• [Exercise]: Report how many lines in the entries below contain the string "skyscraper", counting only matches with the same capitalization. Give the number alone.

Rows from a box labeling dataset

— start —

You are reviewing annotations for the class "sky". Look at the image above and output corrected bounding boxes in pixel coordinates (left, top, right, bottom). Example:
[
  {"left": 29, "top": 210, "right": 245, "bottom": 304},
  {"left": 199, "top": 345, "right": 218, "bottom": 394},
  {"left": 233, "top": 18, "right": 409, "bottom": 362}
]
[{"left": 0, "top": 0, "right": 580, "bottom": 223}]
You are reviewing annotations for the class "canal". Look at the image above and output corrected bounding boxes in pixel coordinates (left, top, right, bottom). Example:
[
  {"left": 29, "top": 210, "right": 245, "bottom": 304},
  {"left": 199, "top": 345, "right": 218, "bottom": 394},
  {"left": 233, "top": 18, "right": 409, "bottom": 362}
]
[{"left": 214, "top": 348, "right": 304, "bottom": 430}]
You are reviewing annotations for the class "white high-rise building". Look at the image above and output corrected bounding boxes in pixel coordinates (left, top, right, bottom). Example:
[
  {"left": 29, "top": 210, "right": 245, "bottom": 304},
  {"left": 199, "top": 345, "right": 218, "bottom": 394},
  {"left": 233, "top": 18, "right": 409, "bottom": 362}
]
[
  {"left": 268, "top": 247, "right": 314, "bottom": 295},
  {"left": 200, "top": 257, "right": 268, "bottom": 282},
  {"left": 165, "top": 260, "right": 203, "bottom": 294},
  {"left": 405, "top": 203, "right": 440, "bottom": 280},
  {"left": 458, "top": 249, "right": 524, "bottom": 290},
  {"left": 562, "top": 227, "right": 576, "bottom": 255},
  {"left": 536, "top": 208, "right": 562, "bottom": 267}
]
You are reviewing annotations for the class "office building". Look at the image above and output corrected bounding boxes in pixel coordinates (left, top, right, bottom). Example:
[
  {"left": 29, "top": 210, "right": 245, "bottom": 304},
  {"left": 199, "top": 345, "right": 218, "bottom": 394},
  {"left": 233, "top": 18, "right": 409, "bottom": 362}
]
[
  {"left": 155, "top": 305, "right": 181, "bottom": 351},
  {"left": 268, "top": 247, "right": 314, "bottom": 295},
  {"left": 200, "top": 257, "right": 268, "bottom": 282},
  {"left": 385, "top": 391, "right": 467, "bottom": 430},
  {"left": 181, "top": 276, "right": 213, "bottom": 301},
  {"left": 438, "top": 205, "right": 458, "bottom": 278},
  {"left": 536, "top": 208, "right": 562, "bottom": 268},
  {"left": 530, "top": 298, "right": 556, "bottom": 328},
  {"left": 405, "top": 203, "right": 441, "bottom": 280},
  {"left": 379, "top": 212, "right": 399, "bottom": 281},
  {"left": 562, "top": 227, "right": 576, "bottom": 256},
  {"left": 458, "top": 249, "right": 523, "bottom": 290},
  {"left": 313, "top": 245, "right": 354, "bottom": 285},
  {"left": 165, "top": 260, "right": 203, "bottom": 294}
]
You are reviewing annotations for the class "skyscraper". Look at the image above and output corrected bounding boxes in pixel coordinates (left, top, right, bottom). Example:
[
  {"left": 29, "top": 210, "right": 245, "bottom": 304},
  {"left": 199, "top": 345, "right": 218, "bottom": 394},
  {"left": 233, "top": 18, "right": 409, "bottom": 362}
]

— end —

• [Answer for the task]: 1